━━━━━ EXCERPT PROVIDED ━━━━━

In a possible implementation, in a measurement result report, each group of measurement results includes both a measurement value of a reference signal measurement quantity and a positioning measurement result. The positioning measurement result is described above, and details are not described again. It should be understood that the positioning measurement result in this case is relatively inaccurate, and is used only by the serving network node to roughly estimate a location of the terminal.

After receiving the measurement result report sent by the terminal, the serving network node may approximately determine the location of the terminal based on information about grouping of the measurement results. To further improve positioning precision, the serving network node needs to send a measurement result related to the neighboring cell network node in the measurement result report of the terminal to the neighboring cell network node. After obtaining the measurement result, the neighboring cell network node learns of an SSB range in which the terminal is located, so that a more accurate reference signal can be configured for the terminal for positioning measurement.

S406: The serving network node sends a reference signal configuration request to the neighboring cell network node.

The reference signal configuration request includes the measurement result related to the neighboring cell network node in the measurement results of the terminal, and the serving network node requests the neighboring cell network node to configure a reference signal for the terminal for positioning.

After receiving the reference signal configuration request sent by the serving network node, the neighboring cell network node prepares a reference signal resource for positioning measurement of the terminal, where the reference signal resource includes a time-frequency resource of a reference signal, sequence configuration information, a transmit window configuration, and the like. The transmit window configuration is used to indicate a length of a time window in which a reference signal is sent, and the reference signal may be sent periodically, may be sent continuously, or may be sent discontinuously. A specific sending manner is not limited in this application.

S407: The neighboring cell network node sends a reference signal configuration response to the serving network node.

After completing the reference signal configuration, the neighboring cell network node sends the reference signal configuration response to the serving network node. The reference signal configuration response includes configuration information of the reference signal, for example, a time-frequency resource of the reference signal, sequence configuration information, and a transmit window configuration.

It should be understood that, in the foregoing steps, information of the serving network node and the neighboring cell network node may alternatively be sent by a positioning service center. For example, the terminal sends the measurement result report to the positioning service center, and the positioning service center requests the reference signal configuration information from the neighboring cell network node (for example, a neighboring cell base station), and sends the reference signal configuration to the terminal by using a serving base station. Therefore, the serving network node and the neighboring cell network node in this embodiment of this application are not limited to only base stations, and may include various positioning network elements such as the serving base station, the neighboring cell base station, and the positioning service center.

━━━━━ RECORD LIST ━━━━━

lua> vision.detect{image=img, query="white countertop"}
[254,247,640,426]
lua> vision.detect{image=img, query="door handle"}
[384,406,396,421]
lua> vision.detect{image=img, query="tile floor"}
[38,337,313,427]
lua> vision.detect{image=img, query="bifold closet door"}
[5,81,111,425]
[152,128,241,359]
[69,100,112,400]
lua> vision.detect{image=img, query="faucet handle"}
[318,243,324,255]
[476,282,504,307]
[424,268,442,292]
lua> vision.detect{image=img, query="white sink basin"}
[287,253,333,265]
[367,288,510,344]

━━━━━
━━━━━ RECORD LIST ━━━━━

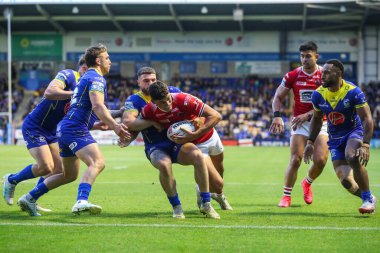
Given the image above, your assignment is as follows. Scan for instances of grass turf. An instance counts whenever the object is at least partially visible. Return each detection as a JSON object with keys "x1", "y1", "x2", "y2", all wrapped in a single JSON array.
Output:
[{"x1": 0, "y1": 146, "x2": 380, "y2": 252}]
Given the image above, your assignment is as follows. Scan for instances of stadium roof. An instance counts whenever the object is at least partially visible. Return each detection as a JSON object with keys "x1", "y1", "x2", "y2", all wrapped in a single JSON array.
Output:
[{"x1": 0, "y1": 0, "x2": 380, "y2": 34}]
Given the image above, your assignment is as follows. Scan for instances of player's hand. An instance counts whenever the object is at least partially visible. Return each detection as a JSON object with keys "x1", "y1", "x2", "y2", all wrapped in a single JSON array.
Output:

━━━━━

*WHAT THE TASK REQUIRES*
Reproduce everything in the reference-signal positioning excerpt from "After receiving the reference" down to "in this application.", word for word. The rows play no part in what is asked here.

*TASK ANSWER*
After receiving the reference signal configuration request sent by the serving network node, the neighboring cell network node prepares a reference signal resource for positioning measurement of the terminal, where the reference signal resource includes a time-frequency resource of a reference signal, sequence configuration information, a transmit window configuration, and the like. The transmit window configuration is used to indicate a length of a time window in which a reference signal is sent, and the reference signal may be sent periodically, may be sent continuously, or may be sent discontinuously. A specific sending manner is not limited in this application.